Pages

Aug 30, 2010

Ramazan amca öldü

YILDIRIM TÜRKER, Radikal, 30 Ağustos 2010, Pazartesi

Ramazan amcayı tanımıyordunuz büyük ihtimalle.
Ramazan Doğan, Seyhan Doğan’ın babasıydı. Asiye Doğan’ın da eşiydi.
Ama siz onları da tanımıyordunuz zaten.
Belki Seyhan’ın hikâyesini bir yerlerden hatırlar gibisiniz.
Kayıp edilenlerin hikâyeleri birbirine benzer. Birini okumuşluğunuz varsa hepsini hayal meyal de olsa hatırlarsınız.
Ramazan amca, 5 yıldır küçük oğlunun, böcük gözlü kuzusunun peşinde her Cumartesi, diğer kayıp yakınlarıyla birlikte Galatasaray’da oturma eylemindeydi.
Yolunuz oradan geçiyorduysa, o yoksul ve acılı kalabalık arasında onu görmüşsünüzdür. Ama acılı yoksulların yüzlerini ayırdedebilmek çok zordur.
Bu yazının armağanı Ramazan amcanın yüzü olacak. Ölmeden birkaç ay önce çekilmiş bir fotografı.
Yanındaki, Leman Yurtsever. Kendisini birkaç kez anmışlığım vardır. Aydınlık yüzüyle kayıp yakınlarının, işkence, tecavüz mağdurlarının hep yanıbaşındadır.

• [Sağlanan veriler]
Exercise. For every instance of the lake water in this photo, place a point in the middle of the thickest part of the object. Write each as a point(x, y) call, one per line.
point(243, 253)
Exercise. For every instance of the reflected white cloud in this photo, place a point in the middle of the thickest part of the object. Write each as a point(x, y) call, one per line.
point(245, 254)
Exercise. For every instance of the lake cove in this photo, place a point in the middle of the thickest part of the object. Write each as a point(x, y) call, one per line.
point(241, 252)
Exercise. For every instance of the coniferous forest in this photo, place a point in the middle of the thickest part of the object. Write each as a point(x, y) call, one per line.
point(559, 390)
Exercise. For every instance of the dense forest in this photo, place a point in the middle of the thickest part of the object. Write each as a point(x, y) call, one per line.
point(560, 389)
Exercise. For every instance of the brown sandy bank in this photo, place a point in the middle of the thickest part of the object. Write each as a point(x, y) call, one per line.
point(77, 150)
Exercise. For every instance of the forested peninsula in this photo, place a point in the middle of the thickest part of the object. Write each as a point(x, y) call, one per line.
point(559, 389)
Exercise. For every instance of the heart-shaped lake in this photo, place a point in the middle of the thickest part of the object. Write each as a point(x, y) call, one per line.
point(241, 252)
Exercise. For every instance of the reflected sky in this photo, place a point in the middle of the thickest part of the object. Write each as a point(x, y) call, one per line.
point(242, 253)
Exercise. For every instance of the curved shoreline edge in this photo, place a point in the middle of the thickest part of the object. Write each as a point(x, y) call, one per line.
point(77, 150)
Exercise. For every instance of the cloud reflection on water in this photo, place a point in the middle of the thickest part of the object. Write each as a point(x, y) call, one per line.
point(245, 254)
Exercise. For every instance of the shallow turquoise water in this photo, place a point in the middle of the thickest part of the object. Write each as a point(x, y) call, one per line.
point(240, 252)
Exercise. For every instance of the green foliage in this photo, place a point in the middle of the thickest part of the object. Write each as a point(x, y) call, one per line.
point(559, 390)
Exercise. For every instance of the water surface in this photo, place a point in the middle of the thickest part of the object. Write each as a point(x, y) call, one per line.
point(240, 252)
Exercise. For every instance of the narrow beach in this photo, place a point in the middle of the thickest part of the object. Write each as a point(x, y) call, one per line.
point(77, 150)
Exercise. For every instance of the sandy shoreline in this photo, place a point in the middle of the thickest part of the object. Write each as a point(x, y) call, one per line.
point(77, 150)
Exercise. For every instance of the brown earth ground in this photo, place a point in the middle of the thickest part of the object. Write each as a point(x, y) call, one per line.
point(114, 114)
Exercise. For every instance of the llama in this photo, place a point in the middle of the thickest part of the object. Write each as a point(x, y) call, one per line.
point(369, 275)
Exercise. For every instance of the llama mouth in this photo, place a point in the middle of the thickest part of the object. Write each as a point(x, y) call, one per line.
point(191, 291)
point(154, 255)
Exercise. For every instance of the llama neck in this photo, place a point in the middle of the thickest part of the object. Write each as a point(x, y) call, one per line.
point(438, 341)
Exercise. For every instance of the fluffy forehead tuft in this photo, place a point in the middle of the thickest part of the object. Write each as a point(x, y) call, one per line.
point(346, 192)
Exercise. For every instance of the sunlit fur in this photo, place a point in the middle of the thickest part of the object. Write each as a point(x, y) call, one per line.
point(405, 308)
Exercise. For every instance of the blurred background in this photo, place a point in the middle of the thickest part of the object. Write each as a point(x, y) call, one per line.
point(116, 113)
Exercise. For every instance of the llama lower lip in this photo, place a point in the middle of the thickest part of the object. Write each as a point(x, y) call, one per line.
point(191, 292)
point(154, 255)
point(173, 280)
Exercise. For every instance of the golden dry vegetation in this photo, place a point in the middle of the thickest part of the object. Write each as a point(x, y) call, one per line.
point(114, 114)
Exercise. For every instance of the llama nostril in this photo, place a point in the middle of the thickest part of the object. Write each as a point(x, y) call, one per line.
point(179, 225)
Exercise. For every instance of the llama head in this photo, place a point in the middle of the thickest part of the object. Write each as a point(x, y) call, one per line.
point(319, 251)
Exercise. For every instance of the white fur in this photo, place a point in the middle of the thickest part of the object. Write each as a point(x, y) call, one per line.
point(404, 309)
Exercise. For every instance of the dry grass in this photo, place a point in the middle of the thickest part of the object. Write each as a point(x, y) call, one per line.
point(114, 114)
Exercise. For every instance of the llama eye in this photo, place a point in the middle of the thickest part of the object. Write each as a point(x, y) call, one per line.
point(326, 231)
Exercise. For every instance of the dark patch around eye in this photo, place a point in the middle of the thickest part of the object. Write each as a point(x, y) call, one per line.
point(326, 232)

• [Kısa görev A]
Ramazan Doğan'ı anlatan yazıda Doğan soyadıyla adı geçen kişiler kimlerdir?
• [Kısa görev B]
Ramazan Doğan'ı anlatan yazıyı son cümlesinden sonra nasıl sürdürürdünüz?

• [Çıktı A]
Ramazan Doğan, Seyhan Doğan, Asiye Doğan

• [Çıktı B]
1995 yılını hatırlayın. Henüz açılımdan söz etmiyor, Kürtlerle en ufak yakınlık kurmaktan çekiniyorduk. Seyhan Doğan 13 yaşındaydı. Mardin Dargeçitliydi. Zaten anılarımızda hep o yaşta kaldı. 1995 yılının 29 Ekim gecesi, askerler evlerini bastı. 13 yaşındaki Seyhan, 9 yaşındaki kardeşiyle birlikte gözaltına alındı. Askerin hükmünden sual olunmazdı elbet.
Ama anası Asiye Doğan askeri tabura gitti. Oğulcuklarını sormaya. “Merak etme, çocukların gelir” deyip yolladılar evine.
Birkaç gün sonra Hazni’yi serbest bıraktılar. Tekrarlıyorum, Hazni 9 yaşındaydı. Benim oğlumla yaşıtmış o zaman. Uzun tatilini oyundan oyuna koşarak geçiren nazlı oğlumla.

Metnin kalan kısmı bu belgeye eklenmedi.